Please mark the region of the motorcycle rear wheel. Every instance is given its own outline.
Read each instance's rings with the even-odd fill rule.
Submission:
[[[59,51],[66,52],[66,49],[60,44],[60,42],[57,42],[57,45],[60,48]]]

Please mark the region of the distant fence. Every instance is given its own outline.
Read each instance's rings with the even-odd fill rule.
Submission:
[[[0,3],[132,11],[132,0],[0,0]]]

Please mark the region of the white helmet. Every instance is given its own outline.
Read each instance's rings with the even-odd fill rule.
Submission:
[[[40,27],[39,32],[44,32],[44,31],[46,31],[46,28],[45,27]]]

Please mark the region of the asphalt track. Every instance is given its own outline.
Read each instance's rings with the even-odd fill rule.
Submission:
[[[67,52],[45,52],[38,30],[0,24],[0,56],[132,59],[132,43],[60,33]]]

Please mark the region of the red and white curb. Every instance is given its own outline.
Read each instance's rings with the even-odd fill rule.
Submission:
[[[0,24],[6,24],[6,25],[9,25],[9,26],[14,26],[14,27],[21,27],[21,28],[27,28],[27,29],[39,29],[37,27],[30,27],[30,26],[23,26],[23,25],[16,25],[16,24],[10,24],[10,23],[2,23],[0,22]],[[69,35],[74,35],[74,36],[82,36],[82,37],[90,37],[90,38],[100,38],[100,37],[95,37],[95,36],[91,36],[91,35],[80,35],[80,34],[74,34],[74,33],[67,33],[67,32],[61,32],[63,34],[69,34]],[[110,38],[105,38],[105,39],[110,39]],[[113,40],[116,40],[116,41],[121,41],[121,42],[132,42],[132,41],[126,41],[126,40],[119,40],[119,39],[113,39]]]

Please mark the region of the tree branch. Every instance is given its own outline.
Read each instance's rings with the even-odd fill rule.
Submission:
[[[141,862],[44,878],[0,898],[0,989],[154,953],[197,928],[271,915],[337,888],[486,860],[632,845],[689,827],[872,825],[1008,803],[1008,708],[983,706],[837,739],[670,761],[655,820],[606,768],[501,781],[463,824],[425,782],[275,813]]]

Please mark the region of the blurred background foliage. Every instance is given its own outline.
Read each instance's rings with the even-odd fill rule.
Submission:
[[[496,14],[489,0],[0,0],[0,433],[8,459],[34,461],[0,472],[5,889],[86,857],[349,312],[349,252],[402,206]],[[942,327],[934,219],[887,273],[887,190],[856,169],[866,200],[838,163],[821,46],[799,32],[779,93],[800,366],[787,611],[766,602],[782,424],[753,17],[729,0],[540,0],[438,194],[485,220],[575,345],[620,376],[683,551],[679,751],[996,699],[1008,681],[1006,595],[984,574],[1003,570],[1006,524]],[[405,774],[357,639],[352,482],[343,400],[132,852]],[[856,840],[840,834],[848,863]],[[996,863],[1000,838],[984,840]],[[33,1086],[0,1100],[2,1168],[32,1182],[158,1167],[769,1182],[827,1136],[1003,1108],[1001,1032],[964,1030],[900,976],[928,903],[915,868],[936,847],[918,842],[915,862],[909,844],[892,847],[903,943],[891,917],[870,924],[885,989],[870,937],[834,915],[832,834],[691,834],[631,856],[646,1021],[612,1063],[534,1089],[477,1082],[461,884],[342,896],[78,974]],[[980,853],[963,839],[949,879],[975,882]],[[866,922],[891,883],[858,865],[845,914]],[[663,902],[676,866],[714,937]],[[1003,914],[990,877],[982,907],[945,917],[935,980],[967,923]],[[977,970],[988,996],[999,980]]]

| Direction |
Return each line of the records above exactly as it reads.

| Task solution |
Please mark the region of the motorcycle rear wheel. Every instance is given its own outline.
Read each instance's rings with the even-odd fill rule.
Submission:
[[[59,51],[66,52],[66,49],[60,44],[60,42],[57,42],[57,45],[60,48]]]

Please mark the region of the distant fence. Every instance is given its own outline.
Read each instance's rings with the even-odd fill rule.
Submission:
[[[0,3],[132,11],[132,0],[0,0]]]

Please mark the region of the white helmet. Every instance is given its own outline.
Read each instance's rings with the even-odd fill rule.
Submission:
[[[40,27],[39,32],[44,32],[44,31],[46,31],[46,28],[45,27]]]

Please mark the region of the asphalt track. Every instance is given its own outline.
Read each instance's rings with the even-odd fill rule.
Submission:
[[[67,52],[45,52],[38,30],[0,24],[0,56],[132,59],[132,43],[60,33]]]

Please mark the region of the red and white curb. Every instance is given its own outline.
Read each instance's rings with the even-odd fill rule.
Submission:
[[[0,24],[6,24],[6,25],[9,25],[9,26],[14,26],[14,27],[21,27],[21,28],[27,28],[27,29],[39,29],[37,27],[30,27],[30,26],[23,26],[23,25],[16,25],[16,24],[10,24],[10,23],[2,23],[0,22]],[[69,35],[74,35],[74,36],[82,36],[82,37],[90,37],[90,38],[100,38],[100,37],[95,37],[95,36],[91,36],[91,35],[80,35],[80,34],[74,34],[74,33],[67,33],[67,32],[61,32],[63,34],[69,34]],[[110,38],[105,38],[105,39],[110,39]],[[113,40],[116,40],[116,41],[121,41],[121,42],[132,42],[132,41],[126,41],[126,40],[119,40],[119,39],[113,39]]]

Please mark the region of the tree branch. Every instance is given its own outline.
Read each instance's rings with the even-odd fill rule.
Submission:
[[[141,862],[44,878],[0,898],[0,989],[154,953],[197,928],[271,915],[337,888],[486,860],[632,845],[689,827],[872,825],[1008,803],[1008,708],[983,706],[837,739],[670,761],[655,820],[606,768],[501,781],[463,824],[425,782],[275,813]]]

Please mark the region of the blurred background foliage. Every instance is given its own outline.
Read each instance's rings with the even-odd fill rule.
Submission:
[[[496,14],[489,0],[0,0],[0,433],[8,459],[34,461],[0,472],[5,889],[86,857],[349,312],[349,252],[402,206]],[[942,327],[934,219],[887,273],[887,190],[856,169],[866,200],[838,163],[821,46],[799,32],[779,93],[800,366],[787,611],[766,602],[782,424],[753,17],[729,0],[540,0],[438,194],[485,220],[575,345],[620,376],[683,551],[679,751],[996,699],[1008,681],[1006,595],[984,574],[1003,570],[1006,524]],[[405,774],[357,639],[352,482],[343,400],[132,852]],[[856,840],[840,834],[848,863]],[[996,863],[1000,838],[984,840]],[[33,1086],[0,1100],[2,1168],[32,1182],[158,1167],[769,1182],[827,1136],[1003,1108],[1001,1032],[964,1030],[900,976],[928,903],[915,868],[936,847],[918,842],[915,862],[909,844],[892,847],[903,943],[891,917],[870,924],[885,989],[870,937],[834,915],[832,834],[691,834],[631,856],[646,1021],[612,1063],[534,1089],[477,1082],[461,884],[342,896],[78,974]],[[980,853],[963,839],[949,879],[975,882]],[[866,922],[891,883],[858,865],[845,914]],[[663,902],[676,866],[714,937]],[[1003,914],[990,877],[982,907],[945,917],[935,980],[967,923]],[[977,970],[988,996],[999,980]]]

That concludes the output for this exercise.